# Start of EXCERPTED PASSAGE

Wavelength Grid Settings

These variables define the wavelength grid. Using a fine wavelength has no performance penalty. Click here for more more information.

Variable	Type	Rank	Dimensions	Units	Description
nlambda	Int16	0	NA	NA	Number of wavelengths
lambdamin	Float64	0	NA	nm	Minimum wavelength
lambdamax	Float64	0	NA	nm	Maximum wavelength

Weight Function Settings

These variables define the setting for the calculation of weight functions. Click here for more information.

Variable	Type	Rank	Dimensions	Units	Description
ne_wght	Int16	0	NA	NA	Number of weight function energies
np_wght	Int16	0	NA	NA	Number of weight function pitches
nphi_wght	Int16	0	NA	NA	Number of gyro-angles
emax_wght	Float64	0	NA	keV	Maximum energy of weight functions
nlambda_wght	Int16	0	NA	NA	Number of weight function wavelengths
lambdamin_wght	Float64	0	NA	nm	Minimum weight function wavelength
lambdamax_wght	Float64	0	NA	nm	Maximum weight function wavelength

Interpolation Grid Structure

The grid structure contains the definition of the 2D/3D cylindrical grid that the plasma parameters and electromagnetic fields are mapped onto.

Variable	Type	Rank	Dimensions	Units	Description
nr	Int16	0	NA	NA	Number of radii
nz	Int16	0	NA	NA	Number of z values
nphi	Int16	0	NA	NA	Number of phi values (Optional)
r	Float64	1	[nr]	cm	Array of radii
z	Float64	1	[nz]	cm	Array of z values
phi	Float64	1	[nphi]	rad	Array of phi values (Optional)

Neutral Beam Geometry Structure

The nbi structure contains the neutral beam geometry. The (a)shape of the source grid and apertures take the value of 1 or 2 for a rectangular and circular respectively. Click here for more information.

Variable	Type	Rank	Dimensions	Units	Description
name	String	0	NA	NA	Name of the neutral beam
shape	Int16	0	NA	NA	Shape of the beam source grid (1 or 2)
data_source	String	0	NA	NA	Source of the neutral beam geometry
src	Float64	1	[3]	cm	Position of the source grid in machine coordinates
axis	Float64	1	[3]	NA	Direction of the beam center line
widy	Float64	0	NA	cm	Source grid half-width in the horizontal direction
widz	Float64	0	NA	cm	Source grid half-height in the vertical direction
divy	Float64	1	[3]	rad	Horizontal beam divergence
divz	Float64	1	[3]	rad	Vertical beam divergence
focy	Float64	0	NA	cm	Horizontal focal length
focz	Float64	0	NA	cm	Vertical focal length
naperture	Int16	0	NA	NA	Number of apertures
ashape	Int16	1	[naperture]	NA	Shape of the aperture(s) (1 or 2)
awidy	Float64	1	[naperture]	cm	Half-width of the aperture(s)

# End of EXCERPTED PASSAGE

(REQUIRED TASK 1)
For each statement below, say yes or no depending on whether the settings reference supports it, and quote the words of the reference that decide it. (a) Using a fine wavelength grid carries a performance penalty. (b) A shape value of 2 stands for a circular source grid or aperture. (c) The variable nphi is marked as optional.
(REQUIRED TASK 2)
According to the settings reference, what kind of grid are the plasma parameters and electromagnetic fields mapped onto?
(REQUIRED TASK 3)
Repeat the settings reference word for word, starting at "The nbi structure" and ending at "respectively. Click here for more information.".

# Start of DATA EXCERPTS

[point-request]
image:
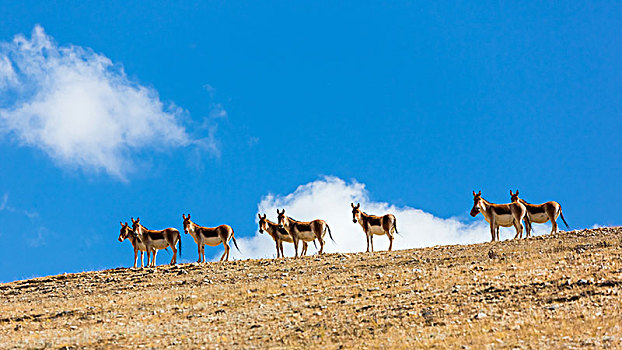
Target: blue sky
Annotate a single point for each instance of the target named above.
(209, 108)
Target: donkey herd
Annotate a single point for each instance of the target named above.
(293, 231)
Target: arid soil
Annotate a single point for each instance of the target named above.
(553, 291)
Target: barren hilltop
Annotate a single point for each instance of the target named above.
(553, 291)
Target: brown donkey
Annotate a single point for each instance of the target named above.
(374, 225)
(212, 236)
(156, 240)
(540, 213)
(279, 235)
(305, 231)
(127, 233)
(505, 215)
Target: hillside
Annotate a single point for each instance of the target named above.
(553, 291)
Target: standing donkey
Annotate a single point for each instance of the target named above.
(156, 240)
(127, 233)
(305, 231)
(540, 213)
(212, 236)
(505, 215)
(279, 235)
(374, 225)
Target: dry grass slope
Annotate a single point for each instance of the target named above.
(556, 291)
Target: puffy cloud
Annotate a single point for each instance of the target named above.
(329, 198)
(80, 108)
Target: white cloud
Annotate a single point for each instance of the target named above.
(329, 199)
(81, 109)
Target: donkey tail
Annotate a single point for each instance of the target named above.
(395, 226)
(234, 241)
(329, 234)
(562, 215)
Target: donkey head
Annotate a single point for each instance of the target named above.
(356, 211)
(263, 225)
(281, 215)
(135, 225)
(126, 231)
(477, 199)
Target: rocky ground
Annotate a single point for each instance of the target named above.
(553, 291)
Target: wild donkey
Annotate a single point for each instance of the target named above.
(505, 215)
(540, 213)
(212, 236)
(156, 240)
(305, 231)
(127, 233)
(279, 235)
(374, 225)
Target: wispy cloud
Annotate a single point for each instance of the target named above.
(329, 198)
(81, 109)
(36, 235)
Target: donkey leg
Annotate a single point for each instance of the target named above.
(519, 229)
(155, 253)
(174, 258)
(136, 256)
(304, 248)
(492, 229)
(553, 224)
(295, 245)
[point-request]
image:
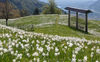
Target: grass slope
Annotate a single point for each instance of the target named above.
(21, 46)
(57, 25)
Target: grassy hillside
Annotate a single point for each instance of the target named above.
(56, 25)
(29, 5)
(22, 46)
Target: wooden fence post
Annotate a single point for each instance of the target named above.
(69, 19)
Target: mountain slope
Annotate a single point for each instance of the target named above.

# End of DATA EXCERPTS

(WRITTEN REPLY 1)
(a) No: "Using a fine wavelength has no performance penalty."
(b) Yes: "take the value of 1 or 2 for a rectangular and circular respectively"
(c) Yes: "Number of phi values (Optional)"

(WRITTEN REPLY 2)
They are mapped onto a 2D/3D cylindrical grid.

(WRITTEN REPLY 3)
The nbi structure contains the neutral beam geometry. The (a)shape of the source grid and apertures take the value of 1 or 2 for a rectangular and circular respectively. Click here for more information.